__DATASET__:

____

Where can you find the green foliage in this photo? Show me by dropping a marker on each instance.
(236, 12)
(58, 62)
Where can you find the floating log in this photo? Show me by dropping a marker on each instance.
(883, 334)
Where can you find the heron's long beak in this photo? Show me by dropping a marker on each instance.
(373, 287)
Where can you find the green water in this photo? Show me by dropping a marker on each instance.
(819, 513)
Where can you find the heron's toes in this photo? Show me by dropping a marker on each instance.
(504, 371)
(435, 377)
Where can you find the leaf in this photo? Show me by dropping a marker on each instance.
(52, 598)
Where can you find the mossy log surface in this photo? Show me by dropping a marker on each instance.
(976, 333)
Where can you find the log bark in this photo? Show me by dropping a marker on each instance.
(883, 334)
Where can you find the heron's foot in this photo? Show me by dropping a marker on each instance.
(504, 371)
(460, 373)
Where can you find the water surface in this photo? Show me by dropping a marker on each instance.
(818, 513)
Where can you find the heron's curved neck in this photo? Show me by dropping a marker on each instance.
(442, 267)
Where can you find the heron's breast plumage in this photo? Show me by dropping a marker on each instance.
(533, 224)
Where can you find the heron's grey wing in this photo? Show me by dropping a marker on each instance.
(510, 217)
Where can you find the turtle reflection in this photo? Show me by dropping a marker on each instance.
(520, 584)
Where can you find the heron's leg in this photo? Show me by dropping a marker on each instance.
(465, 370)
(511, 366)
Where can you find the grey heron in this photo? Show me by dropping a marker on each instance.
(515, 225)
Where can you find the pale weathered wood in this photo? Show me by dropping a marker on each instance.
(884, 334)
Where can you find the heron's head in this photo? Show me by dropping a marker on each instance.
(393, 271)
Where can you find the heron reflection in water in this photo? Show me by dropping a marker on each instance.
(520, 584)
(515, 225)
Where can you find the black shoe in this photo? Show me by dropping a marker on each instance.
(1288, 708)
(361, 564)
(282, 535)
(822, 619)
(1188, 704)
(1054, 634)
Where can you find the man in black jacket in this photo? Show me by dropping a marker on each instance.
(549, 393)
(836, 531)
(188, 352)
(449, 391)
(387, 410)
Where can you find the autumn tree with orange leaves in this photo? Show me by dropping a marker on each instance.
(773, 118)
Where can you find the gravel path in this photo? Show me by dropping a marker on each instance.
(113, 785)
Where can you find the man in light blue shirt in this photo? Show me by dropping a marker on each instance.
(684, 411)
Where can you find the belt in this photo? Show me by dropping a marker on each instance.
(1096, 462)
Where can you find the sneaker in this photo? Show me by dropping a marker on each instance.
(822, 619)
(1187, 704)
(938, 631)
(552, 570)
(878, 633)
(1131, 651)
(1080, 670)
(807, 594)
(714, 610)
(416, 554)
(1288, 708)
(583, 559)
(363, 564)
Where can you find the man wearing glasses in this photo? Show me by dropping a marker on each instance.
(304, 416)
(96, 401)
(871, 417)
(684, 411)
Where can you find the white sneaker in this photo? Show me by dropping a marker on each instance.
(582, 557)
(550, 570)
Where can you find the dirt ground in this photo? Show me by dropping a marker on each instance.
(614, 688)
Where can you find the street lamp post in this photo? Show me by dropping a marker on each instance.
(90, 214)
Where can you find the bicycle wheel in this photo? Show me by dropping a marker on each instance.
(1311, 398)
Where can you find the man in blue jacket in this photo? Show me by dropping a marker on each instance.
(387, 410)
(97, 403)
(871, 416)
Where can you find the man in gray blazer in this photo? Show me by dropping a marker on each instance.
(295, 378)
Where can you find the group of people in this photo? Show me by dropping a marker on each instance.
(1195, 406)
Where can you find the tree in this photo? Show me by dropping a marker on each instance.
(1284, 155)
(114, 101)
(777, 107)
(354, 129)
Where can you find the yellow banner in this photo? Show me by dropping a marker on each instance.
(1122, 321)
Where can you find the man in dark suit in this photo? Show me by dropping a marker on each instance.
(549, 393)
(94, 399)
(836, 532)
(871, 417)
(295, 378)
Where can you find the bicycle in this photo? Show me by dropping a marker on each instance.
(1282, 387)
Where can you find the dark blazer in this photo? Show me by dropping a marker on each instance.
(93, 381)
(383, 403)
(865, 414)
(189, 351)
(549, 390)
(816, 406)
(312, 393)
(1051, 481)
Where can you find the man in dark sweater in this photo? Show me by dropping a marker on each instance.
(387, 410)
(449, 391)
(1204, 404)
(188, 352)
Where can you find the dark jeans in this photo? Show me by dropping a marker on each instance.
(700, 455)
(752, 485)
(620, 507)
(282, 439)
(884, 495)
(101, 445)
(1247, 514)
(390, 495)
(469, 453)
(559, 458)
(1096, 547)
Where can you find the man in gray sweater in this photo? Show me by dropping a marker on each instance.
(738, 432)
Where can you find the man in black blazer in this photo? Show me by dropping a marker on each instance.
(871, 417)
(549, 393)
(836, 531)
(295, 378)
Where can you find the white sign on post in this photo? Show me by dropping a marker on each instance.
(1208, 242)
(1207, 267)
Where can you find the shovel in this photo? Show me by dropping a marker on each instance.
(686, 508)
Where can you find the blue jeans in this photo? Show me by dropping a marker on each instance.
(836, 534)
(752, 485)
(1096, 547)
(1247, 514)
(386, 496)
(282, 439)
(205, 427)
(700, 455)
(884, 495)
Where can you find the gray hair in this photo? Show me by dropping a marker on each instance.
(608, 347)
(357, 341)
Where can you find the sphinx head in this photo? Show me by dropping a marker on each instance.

____

__REQUEST__:
Update the rows above by changing "dropping a marker" to "placing a pin" everywhere it occurs. Keep every other part of the rows the same.

__COMPLETE RESPONSE__:
Where can you find the green foliage in this photo? Show me by placing a pin on each instance.
(236, 12)
(58, 62)
Where can you find the floating log in this photo? Show me by placing a pin on each instance.
(883, 334)
Where can you find the heron's long beak in this photo? Show me by placing a pin on each instance.
(373, 287)
Where can you find the green water in this photo? Show me by placing a pin on each instance.
(819, 513)
Where can you find the heron's toes in this photo? Show me by placing a pin on each instance.
(504, 371)
(435, 377)
Where can you find the leaf in this photo? Show me by placing a pin on each instance.
(52, 598)
Where can you find the mossy log surface in this photo? Show me by placing a pin on each instance.
(976, 333)
Where can you find the log bark in this photo? Show me by placing a pin on each instance.
(883, 334)
Where can you find the heron's foot in this photo? Show me by placing a pin on each instance.
(504, 371)
(460, 373)
Where can you find the water surface in this photo? Show me by placing a pin on each instance.
(818, 513)
Where can you find the heron's curved neck in this photo? Show me by placing a pin on each instance.
(442, 267)
Where can you find the heron's breast plumage in this photo? Show me by placing a pin on each instance.
(533, 224)
Where can you find the heron's grey wing in this photo? Show me by placing a pin on each instance.
(510, 217)
Where can you find the turtle reflection in this photo? Show me by placing a pin on each instance.
(520, 584)
Where can you find the heron's leg in this photo? Show me by placing a pin on each instance.
(465, 370)
(511, 366)
Where can you find the grey heron in this photo? Show me by placing a pin on each instance.
(515, 225)
Where can you find the pale weathered wood in this photo? Show me by placing a pin on each instance.
(884, 334)
Where can you find the heron's head in this photo? Show me by placing a pin on each instance.
(393, 271)
Where can you find the heron reflection in water in this photo? Show me by placing a pin on each instance.
(520, 584)
(515, 225)
Where can you find the black shoe in this photo? Show me by placing a pin on each instance.
(1288, 708)
(361, 564)
(282, 535)
(822, 619)
(1188, 704)
(1054, 634)
Where can you find the man in black jacket in this photo? Show me by placing a pin on each instance.
(549, 393)
(836, 531)
(188, 352)
(449, 391)
(387, 410)
Where can you find the autumn tree with orange leaves in this photo? Show me by placing a pin on each instance.
(773, 118)
Where can you find the gravel path in this photo? Show me by placing a pin on each instance.
(113, 785)
Where can you find the man in light blue shirt in this photo? Show me by placing a pin on each instance.
(684, 411)
Where can you find the belt in this photo? Show me by placing a pin on each instance.
(1096, 462)
Where can you find the sneaker in this photo? Show me by placing a pin on each instance.
(822, 619)
(1187, 704)
(938, 631)
(552, 570)
(878, 633)
(1131, 651)
(1080, 670)
(807, 594)
(714, 610)
(416, 554)
(1288, 708)
(583, 559)
(363, 564)
Where can you find the man wearing glasses in this photo? Show me by placing a pin on each instance.
(304, 416)
(96, 401)
(871, 417)
(684, 411)
Where can you find the white sneaker in this photo? Show me by placing a pin on each instance.
(582, 557)
(550, 570)
Where can you find the dirt ground in this photo? Show me by placing a pin on each instance.
(614, 688)
Where can you find the street lamp post in this photo? Show me by placing a pin on each instance.
(90, 214)
Where can you find the bicycle wheel in this photo? Show me by placing a pin on each instance.
(1311, 398)
Where can you find the man in blue jacket in this photo? Show me by placing a pin on each instance.
(387, 410)
(97, 403)
(871, 416)
Where can you find the man in gray blazer in this photo? Show me by placing a pin on each instance.
(295, 378)
Where can you find the group of people in this photo? Show me by placing a pin on each instance.
(1195, 406)
Where can you find the tree in this photo? Show me by placing a pin on each instance.
(1284, 155)
(114, 101)
(777, 107)
(354, 129)
Where can you find the yellow banner in this photo? Show me by placing a pin on each instance.
(1122, 321)
Where can you find the man in dark suit in this photo? Show me by placing a pin on each instance.
(549, 393)
(94, 399)
(836, 532)
(871, 417)
(295, 378)
Where can you find the bicycle in this photo? Show me by placing a pin on each instance.
(1282, 387)
Where can you find the dark blazer in this photo? Show me by placing a pin on each instance.
(93, 381)
(383, 403)
(865, 414)
(189, 351)
(549, 390)
(816, 406)
(312, 393)
(1051, 481)
Where can you find the man in dark sweater in this photo? Show me by placing a pin on each instance.
(387, 410)
(449, 391)
(1204, 404)
(188, 352)
Where can you find the dark jeans in this photo? Show me by placing a pin on each instance.
(700, 455)
(752, 485)
(620, 507)
(282, 439)
(884, 495)
(101, 445)
(1247, 514)
(390, 495)
(469, 453)
(559, 458)
(1096, 547)
Where can you find the man in gray sweater in this photo? Show me by placing a pin on each instance.
(738, 432)
Where can you find the man in black blazer in this photo? Show me by placing a pin on each instance.
(871, 417)
(549, 393)
(836, 531)
(295, 378)
Where can you find the white sign on post in this photo? Show me by placing a pin on each instance.
(1208, 242)
(1207, 267)
Where can you find the shovel in this photo? Show me by placing a pin on each instance.
(686, 508)
Where can you find the blue jeans in this photo? Show me by placing a pin on each instance.
(836, 534)
(752, 485)
(1096, 547)
(1247, 514)
(386, 496)
(282, 439)
(205, 427)
(700, 455)
(884, 495)
Where can you find the gray hair in this photo? Show me by placing a pin on each instance.
(608, 347)
(357, 341)
Where can you find the sphinx head in this photo? Show me by placing a pin on each instance.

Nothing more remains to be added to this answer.